■ Supplied passage
──────────
Don’t Say Its Name is anchored by First Nations creators and performers in key roles, so the more social critique leaning aspects of film ring truer than most of its more traditionally genre focused moments. The way that the people living on the reservation are both exoticized and treated as second class citizens is highlighted in even the pedestrian encounters with the outsiders that the crime and the corporation brings. The fact that members of the community are not a monolith unified in their opinions on the cost versus benefits math of the mining expedition is also refreshing to see. These perspectives are usually not considered in terms of eco and folk horror. Both subgenres tend to take the lens of old traditions versus modernization, without factoring in the scars of colonization that also prompt those structural changes.

Unfortunately, the concise runtime cuts the space available for topical critique and character development as the film still needs time to introduce the folkloric monster the characters are cautiously NOT speaking of. Wendigo are generally depicted as gaunt monsters of endless appetite, death and decay in an insatiable bag of bones. Leaving the creature unseen made sense for the sake of the special effects budget, and wasn’t an awful way to communicate the spectral entity’s predatory nature to use more point of view style shots.
──────────
■ Available data
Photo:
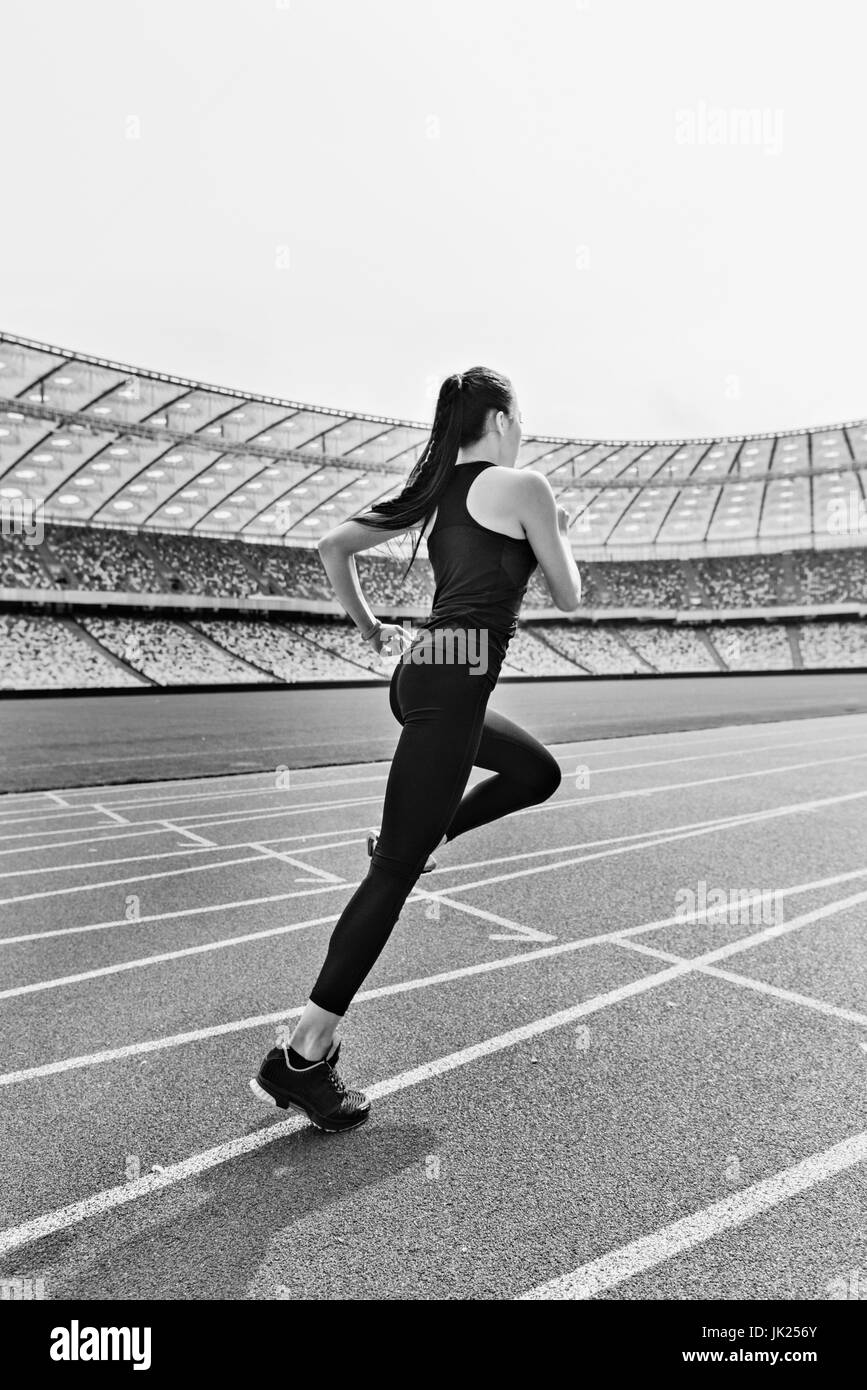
──────────
■ Directions
1 > In the film review, what lens do eco and folk horror usually take?
2 > Pick up the film review after its final sentence and continue it.
The data are separate from the film review.

■ Written answers
1 > Old traditions versus modernization.

2 >
Yet as Don’t Say Its Name progresses, the spirit’s goals and attributes become more scattershot, attacking locals and W.E.C. supporters with equal faculty. Initially invisible, the spirit becomes a goofy jump scare producing hybrid of a zombie and a ghost that is intangible or corporeal only as suits the needs of the plot at any given moment.

Too serious to play as spooky camp silliness, but too silly in its monster moments to truly be scary, Don’t Say Its Name doesn’t do enough to utilize the underrepresented perspective of its characters, lesser known central monster or the confines of its wintery setting. Despite its lead performers’ best efforts, Don’t Say Its Name‘s thin script doesn’t have enough to say to make an initially promising, social commentary filled concept as memorable as it should be.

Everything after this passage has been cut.